Each line from the one containing "If you could place a marker on the dark brown" through the end of the data below is to be output verbatim, with no lines added or left out.

----- INFORMATION SUPPLIED

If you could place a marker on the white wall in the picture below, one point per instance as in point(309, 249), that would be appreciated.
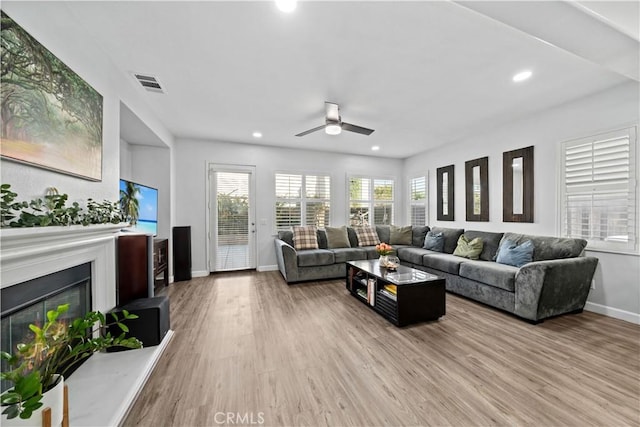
point(125, 161)
point(150, 167)
point(53, 25)
point(191, 158)
point(616, 282)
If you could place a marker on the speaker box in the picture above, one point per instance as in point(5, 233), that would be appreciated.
point(151, 325)
point(181, 253)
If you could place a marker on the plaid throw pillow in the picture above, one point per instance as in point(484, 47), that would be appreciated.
point(367, 236)
point(305, 237)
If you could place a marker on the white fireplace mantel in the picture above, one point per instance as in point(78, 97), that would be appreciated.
point(29, 253)
point(103, 389)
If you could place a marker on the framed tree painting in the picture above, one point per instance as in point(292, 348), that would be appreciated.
point(51, 117)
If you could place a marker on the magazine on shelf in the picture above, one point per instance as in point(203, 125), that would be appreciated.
point(371, 291)
point(389, 295)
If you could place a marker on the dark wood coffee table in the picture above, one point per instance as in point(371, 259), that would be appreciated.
point(420, 296)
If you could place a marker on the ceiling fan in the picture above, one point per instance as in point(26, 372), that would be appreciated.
point(334, 124)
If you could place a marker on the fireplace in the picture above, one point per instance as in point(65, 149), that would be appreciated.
point(103, 388)
point(28, 302)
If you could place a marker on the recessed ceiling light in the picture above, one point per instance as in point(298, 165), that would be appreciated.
point(522, 76)
point(333, 129)
point(286, 6)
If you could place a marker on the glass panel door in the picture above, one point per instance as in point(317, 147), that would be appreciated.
point(232, 219)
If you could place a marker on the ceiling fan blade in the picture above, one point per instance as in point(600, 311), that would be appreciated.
point(356, 129)
point(332, 111)
point(306, 132)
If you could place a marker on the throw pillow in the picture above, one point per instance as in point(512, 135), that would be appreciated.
point(401, 235)
point(511, 253)
point(469, 248)
point(337, 237)
point(434, 241)
point(305, 237)
point(367, 236)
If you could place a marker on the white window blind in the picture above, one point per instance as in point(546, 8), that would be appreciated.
point(371, 201)
point(599, 195)
point(302, 200)
point(418, 200)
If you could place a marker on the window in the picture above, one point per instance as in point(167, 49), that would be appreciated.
point(418, 200)
point(302, 200)
point(370, 201)
point(598, 190)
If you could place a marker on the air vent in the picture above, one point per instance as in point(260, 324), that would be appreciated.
point(150, 83)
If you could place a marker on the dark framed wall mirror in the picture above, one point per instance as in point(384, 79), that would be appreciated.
point(444, 182)
point(476, 174)
point(517, 181)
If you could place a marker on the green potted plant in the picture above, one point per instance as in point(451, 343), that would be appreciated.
point(39, 365)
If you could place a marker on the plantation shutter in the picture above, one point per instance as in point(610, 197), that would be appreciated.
point(418, 200)
point(599, 194)
point(288, 201)
point(318, 197)
point(302, 200)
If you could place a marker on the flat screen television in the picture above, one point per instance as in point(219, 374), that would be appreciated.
point(147, 206)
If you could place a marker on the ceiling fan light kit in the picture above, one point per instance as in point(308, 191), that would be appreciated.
point(334, 124)
point(333, 129)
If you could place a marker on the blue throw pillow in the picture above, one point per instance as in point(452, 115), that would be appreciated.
point(434, 242)
point(511, 253)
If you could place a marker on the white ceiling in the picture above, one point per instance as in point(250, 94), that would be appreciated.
point(422, 74)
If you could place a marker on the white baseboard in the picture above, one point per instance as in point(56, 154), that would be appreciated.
point(201, 273)
point(613, 312)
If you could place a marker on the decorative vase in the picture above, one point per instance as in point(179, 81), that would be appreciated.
point(53, 399)
point(383, 260)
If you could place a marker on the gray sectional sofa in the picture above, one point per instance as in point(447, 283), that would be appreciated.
point(557, 281)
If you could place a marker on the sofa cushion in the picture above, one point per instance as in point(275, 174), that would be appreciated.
point(337, 237)
point(469, 248)
point(348, 254)
point(490, 241)
point(401, 235)
point(367, 235)
point(371, 251)
point(451, 236)
point(322, 239)
point(384, 233)
point(315, 257)
point(418, 233)
point(490, 273)
point(443, 262)
point(305, 237)
point(434, 242)
point(548, 248)
point(412, 254)
point(515, 255)
point(353, 238)
point(286, 236)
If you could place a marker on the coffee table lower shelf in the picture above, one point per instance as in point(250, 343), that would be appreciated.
point(419, 297)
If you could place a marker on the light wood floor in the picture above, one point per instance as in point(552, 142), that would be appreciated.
point(248, 345)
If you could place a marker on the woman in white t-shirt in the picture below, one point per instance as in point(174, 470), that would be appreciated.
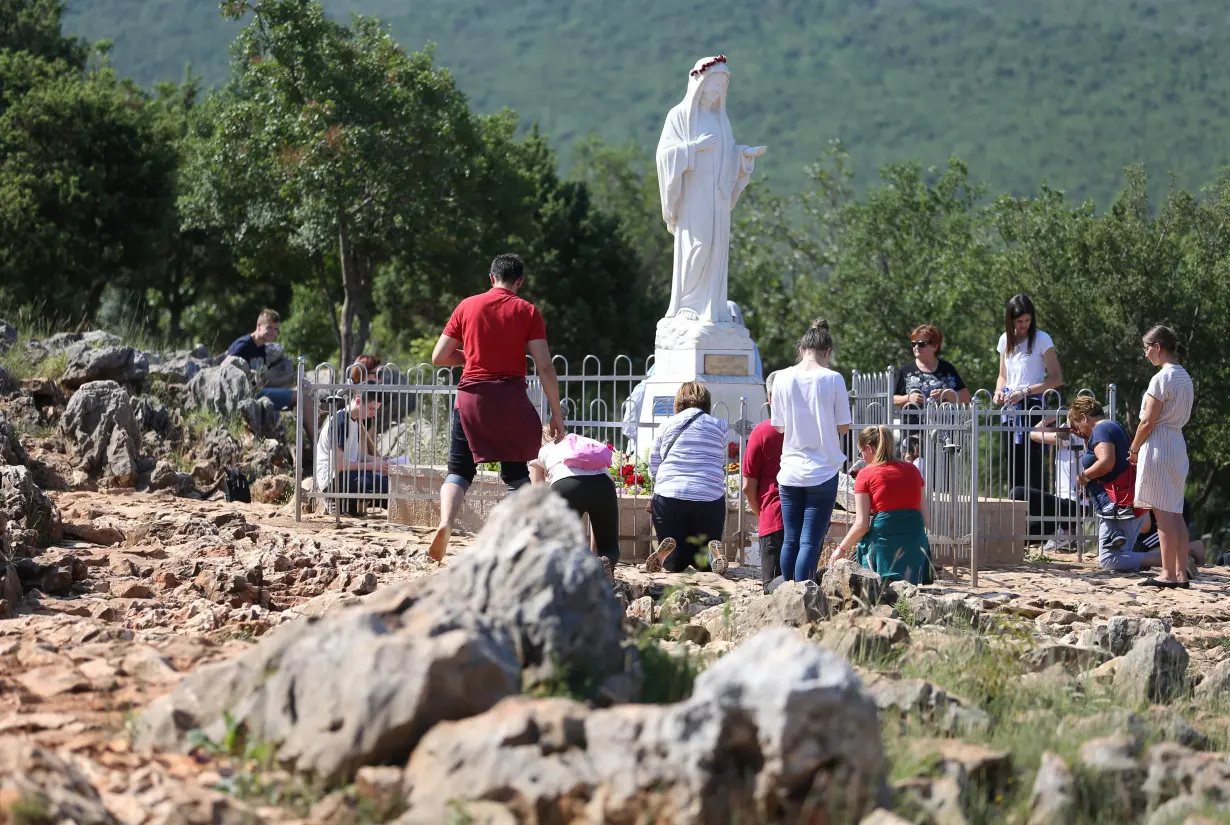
point(1028, 367)
point(811, 407)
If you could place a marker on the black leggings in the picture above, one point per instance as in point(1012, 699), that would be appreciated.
point(463, 469)
point(693, 525)
point(594, 496)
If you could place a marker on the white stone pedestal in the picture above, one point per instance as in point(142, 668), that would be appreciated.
point(720, 355)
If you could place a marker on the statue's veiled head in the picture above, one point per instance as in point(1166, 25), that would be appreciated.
point(712, 89)
point(709, 80)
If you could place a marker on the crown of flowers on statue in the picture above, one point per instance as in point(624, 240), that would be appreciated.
point(707, 64)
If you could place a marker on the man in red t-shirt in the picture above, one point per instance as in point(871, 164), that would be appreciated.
point(760, 465)
point(488, 335)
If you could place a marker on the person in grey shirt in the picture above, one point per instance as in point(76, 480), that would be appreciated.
point(688, 464)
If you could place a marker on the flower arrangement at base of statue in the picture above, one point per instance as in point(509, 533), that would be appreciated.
point(631, 475)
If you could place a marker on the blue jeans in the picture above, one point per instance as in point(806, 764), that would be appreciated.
point(806, 513)
point(282, 397)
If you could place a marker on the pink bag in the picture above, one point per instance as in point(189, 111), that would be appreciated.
point(583, 453)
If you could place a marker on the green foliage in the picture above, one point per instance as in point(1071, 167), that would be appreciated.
point(1069, 92)
point(1028, 716)
point(310, 327)
point(667, 678)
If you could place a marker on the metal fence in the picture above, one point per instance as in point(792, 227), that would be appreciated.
point(995, 478)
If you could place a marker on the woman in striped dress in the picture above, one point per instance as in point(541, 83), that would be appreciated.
point(1160, 454)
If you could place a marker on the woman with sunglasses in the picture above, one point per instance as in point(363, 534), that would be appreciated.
point(930, 378)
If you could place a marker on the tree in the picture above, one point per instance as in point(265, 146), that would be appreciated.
point(332, 139)
point(194, 266)
point(916, 250)
point(784, 251)
point(84, 183)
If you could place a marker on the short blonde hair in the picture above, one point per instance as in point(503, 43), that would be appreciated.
point(1083, 407)
point(694, 394)
point(880, 439)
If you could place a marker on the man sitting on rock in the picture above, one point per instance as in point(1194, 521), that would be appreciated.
point(251, 348)
point(495, 418)
point(346, 465)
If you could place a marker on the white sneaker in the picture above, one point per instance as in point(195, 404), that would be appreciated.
point(716, 558)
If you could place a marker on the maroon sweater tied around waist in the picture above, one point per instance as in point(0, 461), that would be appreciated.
point(498, 419)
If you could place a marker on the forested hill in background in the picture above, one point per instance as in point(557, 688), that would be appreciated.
point(1065, 90)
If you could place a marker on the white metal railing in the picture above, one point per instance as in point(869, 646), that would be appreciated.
point(996, 478)
point(991, 486)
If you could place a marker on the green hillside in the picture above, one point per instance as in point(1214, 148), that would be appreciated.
point(1064, 90)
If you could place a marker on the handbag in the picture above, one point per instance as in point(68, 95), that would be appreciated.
point(678, 433)
point(583, 453)
point(238, 487)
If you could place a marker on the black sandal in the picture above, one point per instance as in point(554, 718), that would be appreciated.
point(1162, 585)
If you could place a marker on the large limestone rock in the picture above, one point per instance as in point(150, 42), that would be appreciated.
point(1123, 631)
point(262, 418)
point(793, 604)
point(849, 584)
point(776, 730)
point(31, 518)
point(1053, 798)
point(121, 364)
point(102, 432)
point(527, 603)
point(178, 367)
point(10, 583)
point(864, 637)
point(151, 416)
point(219, 448)
point(37, 786)
point(1215, 684)
point(220, 389)
point(1154, 670)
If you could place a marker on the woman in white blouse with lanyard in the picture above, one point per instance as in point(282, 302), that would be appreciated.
point(1028, 367)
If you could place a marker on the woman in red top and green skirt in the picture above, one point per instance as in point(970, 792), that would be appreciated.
point(889, 528)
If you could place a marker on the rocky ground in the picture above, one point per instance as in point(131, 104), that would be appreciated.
point(167, 657)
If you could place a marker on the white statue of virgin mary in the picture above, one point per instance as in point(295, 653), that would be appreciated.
point(701, 172)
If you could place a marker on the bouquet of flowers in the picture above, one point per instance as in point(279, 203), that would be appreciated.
point(631, 475)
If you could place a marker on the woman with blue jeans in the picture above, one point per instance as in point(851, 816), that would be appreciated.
point(812, 411)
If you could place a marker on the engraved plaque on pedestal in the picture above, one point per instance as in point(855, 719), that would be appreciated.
point(664, 406)
point(726, 365)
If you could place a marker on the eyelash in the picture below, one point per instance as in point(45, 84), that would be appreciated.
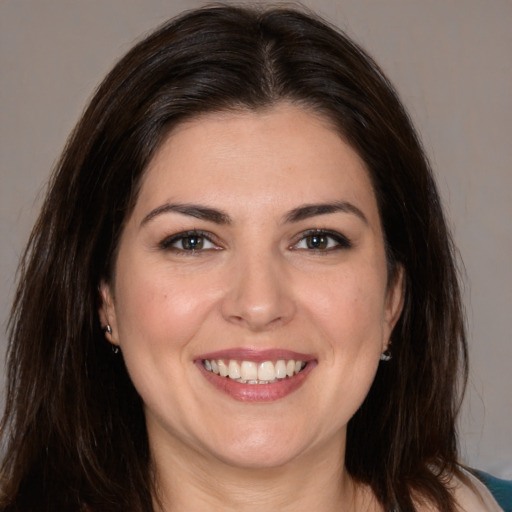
point(341, 242)
point(167, 243)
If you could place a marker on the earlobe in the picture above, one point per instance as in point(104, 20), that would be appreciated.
point(106, 313)
point(395, 302)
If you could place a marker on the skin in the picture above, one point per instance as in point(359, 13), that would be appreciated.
point(257, 285)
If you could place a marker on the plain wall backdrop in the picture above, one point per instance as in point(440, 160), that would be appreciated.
point(451, 61)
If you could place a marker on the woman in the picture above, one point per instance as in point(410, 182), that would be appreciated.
point(241, 291)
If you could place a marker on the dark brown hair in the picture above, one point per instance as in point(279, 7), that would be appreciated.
point(73, 426)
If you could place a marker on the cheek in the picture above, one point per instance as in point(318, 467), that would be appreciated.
point(349, 308)
point(159, 310)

----------

# RESPONSE AREA
If you could place a marker on the dark brown hair in the picture above, one point per instance as in point(279, 7), that would be appreciated.
point(73, 426)
If you could place a marker on the cheek in the picture above, one point per instance as in point(318, 467), that would be appreciated.
point(349, 308)
point(159, 310)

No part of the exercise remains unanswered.